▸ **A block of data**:
# # # # #
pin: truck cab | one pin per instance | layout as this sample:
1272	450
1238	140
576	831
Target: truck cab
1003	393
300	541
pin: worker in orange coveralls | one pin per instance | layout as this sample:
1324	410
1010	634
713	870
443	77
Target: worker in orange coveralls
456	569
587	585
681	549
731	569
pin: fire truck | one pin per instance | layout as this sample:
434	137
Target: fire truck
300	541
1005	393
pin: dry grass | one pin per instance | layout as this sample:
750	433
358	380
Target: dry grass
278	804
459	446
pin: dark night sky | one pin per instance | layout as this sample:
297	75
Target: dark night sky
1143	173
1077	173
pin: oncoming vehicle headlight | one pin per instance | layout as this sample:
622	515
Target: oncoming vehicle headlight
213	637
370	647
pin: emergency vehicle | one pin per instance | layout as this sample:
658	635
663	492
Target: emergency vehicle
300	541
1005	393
# # # # #
▸ **WHAT TO WORK ON**: Can you retype every one of the items above, character for character, without changing anything?

▸ **EXERCISE RESULT**:
pin: truck cab | one pin per instance | layout as this sample:
1272	450
1238	140
576	831
Target: truck cab
1003	393
300	541
pin: worker in orange coveralls | one pin per instance | layout as this sample:
1324	410
1010	634
713	870
443	77
Target: worker in orange coveralls
456	569
587	585
681	549
731	569
pin: fire truck | one pin per instance | layout as this sample:
434	137
Target: fire truck
300	541
1005	393
pin: dry grass | one pin per instance | layout as this sample:
750	433
358	380
Target: dry grass
278	804
459	446
pin: dark night sky | one pin per instance | layout as this sample:
297	75
Target: dark night sky
1143	173
1077	173
pin: oncoming vehicle headlight | one pin per instance | layout as this sample:
622	515
Target: oncoming vehicle headlight
213	637
370	647
pin: emergency vehicle | one pin per instance | layout as this sample:
658	635
663	492
Target: emergency vehicle
300	541
1005	393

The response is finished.